**Description of the task**
Below are the records; give the number of their lines that contain the word "vest" and nothing more.

**Data for this task**

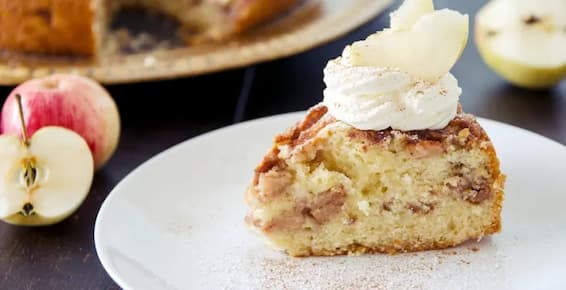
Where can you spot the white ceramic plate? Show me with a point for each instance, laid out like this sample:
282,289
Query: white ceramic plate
177,223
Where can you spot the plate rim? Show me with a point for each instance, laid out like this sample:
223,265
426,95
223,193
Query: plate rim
102,253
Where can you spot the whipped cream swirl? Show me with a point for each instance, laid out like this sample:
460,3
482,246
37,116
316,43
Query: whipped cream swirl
371,98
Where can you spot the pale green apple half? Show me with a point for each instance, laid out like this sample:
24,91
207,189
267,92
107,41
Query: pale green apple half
529,51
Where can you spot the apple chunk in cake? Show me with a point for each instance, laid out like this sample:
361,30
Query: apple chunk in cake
327,188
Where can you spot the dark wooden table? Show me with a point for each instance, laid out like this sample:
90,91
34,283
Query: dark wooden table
157,115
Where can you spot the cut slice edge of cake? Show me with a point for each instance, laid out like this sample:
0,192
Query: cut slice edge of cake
326,188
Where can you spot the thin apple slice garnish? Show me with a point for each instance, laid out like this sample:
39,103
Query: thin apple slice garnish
524,42
427,50
409,13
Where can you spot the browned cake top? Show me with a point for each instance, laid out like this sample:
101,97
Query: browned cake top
463,132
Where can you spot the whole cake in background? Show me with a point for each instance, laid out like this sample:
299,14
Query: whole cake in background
388,162
78,27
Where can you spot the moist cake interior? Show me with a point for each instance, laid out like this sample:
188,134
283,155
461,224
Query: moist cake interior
327,188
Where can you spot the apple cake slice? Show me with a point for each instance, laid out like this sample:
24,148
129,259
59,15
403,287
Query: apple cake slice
327,188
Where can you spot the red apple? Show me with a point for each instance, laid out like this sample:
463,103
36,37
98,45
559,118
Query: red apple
74,102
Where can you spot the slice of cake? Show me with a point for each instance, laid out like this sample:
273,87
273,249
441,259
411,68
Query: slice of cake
78,27
388,162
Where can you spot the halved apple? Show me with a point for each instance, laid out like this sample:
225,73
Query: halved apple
426,50
524,41
45,181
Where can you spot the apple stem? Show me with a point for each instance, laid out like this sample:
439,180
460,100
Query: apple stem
22,121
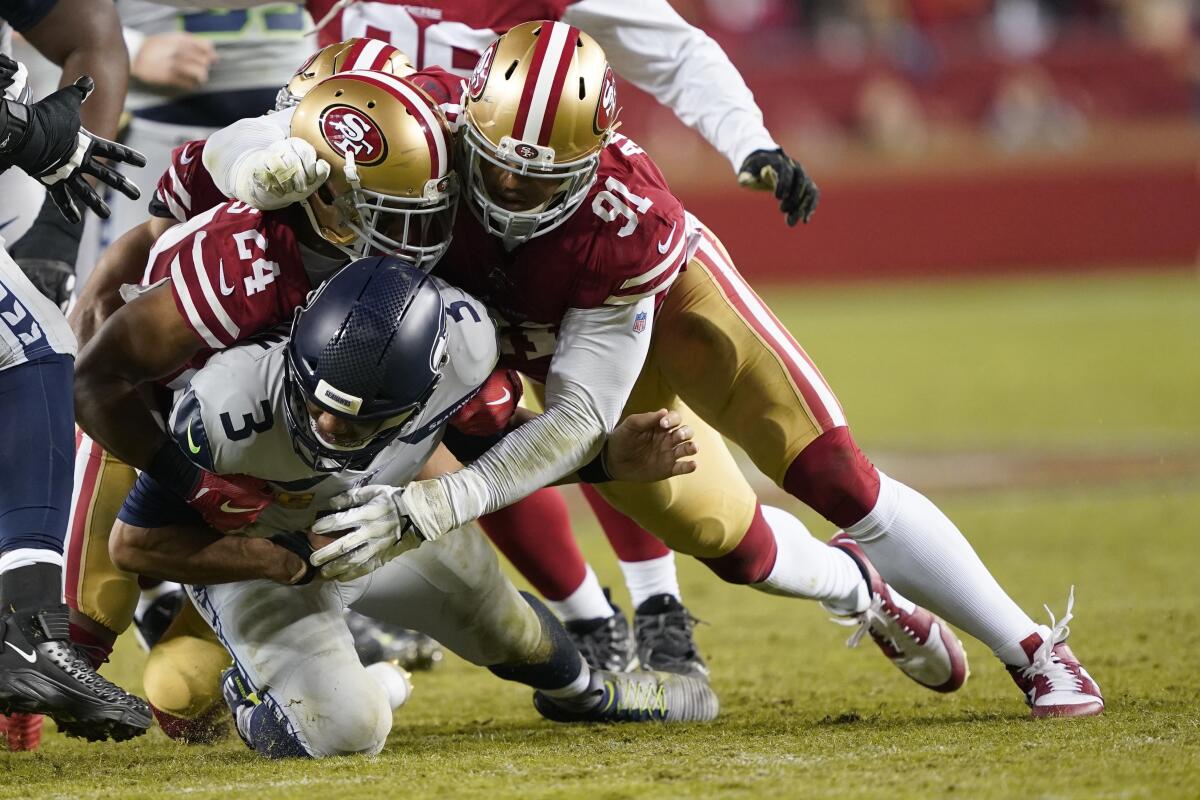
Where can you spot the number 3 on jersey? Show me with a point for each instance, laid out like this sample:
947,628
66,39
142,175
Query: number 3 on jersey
616,200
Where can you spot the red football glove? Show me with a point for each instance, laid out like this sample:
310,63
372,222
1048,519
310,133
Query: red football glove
229,501
490,410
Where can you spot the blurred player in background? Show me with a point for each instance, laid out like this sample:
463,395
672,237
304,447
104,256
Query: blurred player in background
657,50
41,672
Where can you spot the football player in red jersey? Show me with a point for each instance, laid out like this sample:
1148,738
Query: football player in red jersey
579,246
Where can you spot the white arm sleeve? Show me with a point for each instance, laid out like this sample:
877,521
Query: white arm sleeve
655,49
597,361
225,149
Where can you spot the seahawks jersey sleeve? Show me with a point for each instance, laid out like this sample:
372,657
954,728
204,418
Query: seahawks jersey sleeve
234,271
229,417
186,188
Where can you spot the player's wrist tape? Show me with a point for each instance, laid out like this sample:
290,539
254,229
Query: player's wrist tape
595,471
172,468
298,543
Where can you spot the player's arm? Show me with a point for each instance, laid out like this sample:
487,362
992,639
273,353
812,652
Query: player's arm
197,553
599,355
655,49
123,262
257,162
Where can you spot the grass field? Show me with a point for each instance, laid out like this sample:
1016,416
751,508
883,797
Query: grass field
1097,367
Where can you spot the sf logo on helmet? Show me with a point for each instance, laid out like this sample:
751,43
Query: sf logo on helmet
351,132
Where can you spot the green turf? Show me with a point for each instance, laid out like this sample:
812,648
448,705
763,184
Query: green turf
1103,364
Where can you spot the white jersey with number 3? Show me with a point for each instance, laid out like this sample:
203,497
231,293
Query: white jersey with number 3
231,419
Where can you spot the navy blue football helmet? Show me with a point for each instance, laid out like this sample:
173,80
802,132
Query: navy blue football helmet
369,348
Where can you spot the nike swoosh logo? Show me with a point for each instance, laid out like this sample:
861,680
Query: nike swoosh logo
31,656
665,245
501,401
225,290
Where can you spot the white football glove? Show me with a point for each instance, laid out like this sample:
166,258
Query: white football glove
279,175
379,530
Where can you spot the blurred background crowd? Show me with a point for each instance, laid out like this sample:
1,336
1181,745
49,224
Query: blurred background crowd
959,136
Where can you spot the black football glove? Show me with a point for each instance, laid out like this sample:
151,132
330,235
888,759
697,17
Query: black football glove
774,169
298,543
47,142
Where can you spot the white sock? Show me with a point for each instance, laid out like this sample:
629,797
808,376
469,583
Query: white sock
28,557
653,577
586,602
808,567
151,594
922,553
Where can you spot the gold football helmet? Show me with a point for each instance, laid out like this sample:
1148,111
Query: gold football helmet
540,106
391,186
342,56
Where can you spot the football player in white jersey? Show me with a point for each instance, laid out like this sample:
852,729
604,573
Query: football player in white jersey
359,394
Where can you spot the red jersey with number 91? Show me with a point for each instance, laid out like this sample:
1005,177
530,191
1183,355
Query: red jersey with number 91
627,241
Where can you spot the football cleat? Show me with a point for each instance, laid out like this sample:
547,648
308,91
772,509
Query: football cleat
375,642
153,619
663,627
41,672
919,643
635,697
605,642
22,732
1054,683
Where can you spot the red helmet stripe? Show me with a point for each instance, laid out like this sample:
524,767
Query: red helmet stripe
556,88
539,55
419,107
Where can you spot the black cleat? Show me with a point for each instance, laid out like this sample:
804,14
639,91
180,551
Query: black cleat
157,615
663,627
605,642
41,672
375,642
635,697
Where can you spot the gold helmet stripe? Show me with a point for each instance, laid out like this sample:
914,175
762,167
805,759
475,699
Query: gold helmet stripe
367,54
419,106
544,82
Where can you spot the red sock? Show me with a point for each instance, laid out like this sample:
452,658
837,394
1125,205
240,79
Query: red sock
753,559
629,540
202,731
535,535
93,647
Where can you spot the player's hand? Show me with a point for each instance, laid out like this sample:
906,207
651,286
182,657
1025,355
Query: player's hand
46,140
174,60
649,447
377,530
229,501
298,545
52,277
279,175
774,169
492,407
13,79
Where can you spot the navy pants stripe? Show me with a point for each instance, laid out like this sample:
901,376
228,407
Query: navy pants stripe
36,452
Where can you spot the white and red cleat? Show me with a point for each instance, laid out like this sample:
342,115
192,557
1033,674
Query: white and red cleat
919,643
1054,683
22,732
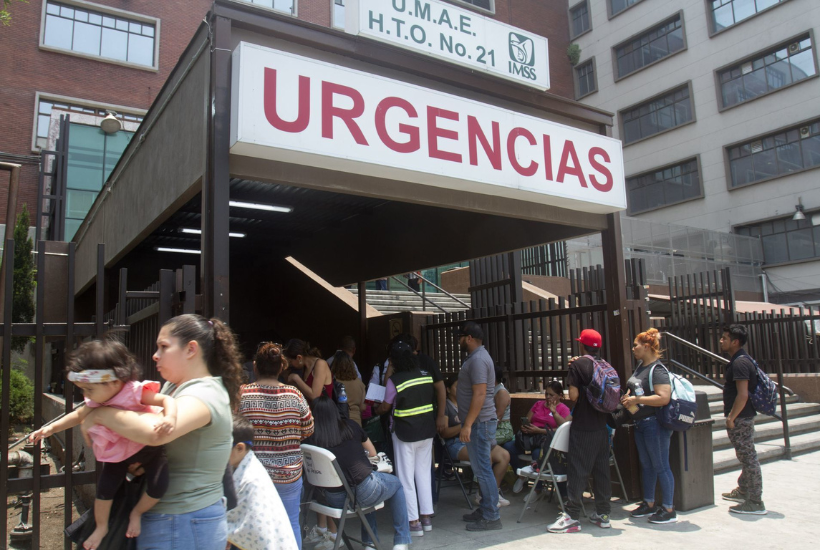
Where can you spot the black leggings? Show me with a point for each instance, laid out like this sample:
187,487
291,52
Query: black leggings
153,461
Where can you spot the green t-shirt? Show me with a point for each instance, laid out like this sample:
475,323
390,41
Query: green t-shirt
197,460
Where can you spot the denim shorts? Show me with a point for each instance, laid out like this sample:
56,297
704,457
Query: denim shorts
205,529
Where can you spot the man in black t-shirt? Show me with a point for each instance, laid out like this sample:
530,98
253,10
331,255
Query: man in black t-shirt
588,445
741,380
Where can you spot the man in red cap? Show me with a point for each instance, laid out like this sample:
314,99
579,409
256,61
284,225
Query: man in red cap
588,443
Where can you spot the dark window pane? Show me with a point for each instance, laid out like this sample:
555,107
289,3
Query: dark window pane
801,245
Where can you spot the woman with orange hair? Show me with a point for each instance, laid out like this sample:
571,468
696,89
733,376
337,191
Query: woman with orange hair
644,399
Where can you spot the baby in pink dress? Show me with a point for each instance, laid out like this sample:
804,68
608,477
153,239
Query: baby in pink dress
106,372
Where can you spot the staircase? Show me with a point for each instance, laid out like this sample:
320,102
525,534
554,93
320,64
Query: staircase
391,301
804,427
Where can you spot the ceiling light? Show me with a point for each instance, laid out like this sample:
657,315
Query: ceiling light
178,250
199,232
266,207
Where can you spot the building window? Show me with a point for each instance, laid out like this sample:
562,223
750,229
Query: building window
777,68
779,154
726,13
617,6
649,47
663,187
338,14
46,106
786,240
579,20
70,27
585,77
483,4
657,115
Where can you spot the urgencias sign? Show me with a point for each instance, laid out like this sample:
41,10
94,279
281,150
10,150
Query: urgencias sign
298,110
456,35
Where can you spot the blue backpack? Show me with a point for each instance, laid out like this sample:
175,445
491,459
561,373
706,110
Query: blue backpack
764,396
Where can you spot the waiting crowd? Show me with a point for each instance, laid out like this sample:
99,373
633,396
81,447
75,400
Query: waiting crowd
212,413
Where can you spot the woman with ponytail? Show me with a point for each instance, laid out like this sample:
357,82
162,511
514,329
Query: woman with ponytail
201,363
643,400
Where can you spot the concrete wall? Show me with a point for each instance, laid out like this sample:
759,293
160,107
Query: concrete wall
721,209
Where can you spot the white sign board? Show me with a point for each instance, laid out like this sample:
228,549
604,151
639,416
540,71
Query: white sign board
297,110
456,35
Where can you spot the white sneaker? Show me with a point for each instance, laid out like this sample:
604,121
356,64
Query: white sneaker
316,534
564,524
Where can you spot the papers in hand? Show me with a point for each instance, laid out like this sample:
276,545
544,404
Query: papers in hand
375,393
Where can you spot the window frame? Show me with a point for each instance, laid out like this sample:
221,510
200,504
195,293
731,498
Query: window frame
611,15
99,8
700,195
710,23
577,81
468,5
569,19
758,54
808,214
727,165
664,21
667,91
40,96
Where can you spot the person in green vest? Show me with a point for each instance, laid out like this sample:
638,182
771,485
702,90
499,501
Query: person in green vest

**Answer to the exercise**
2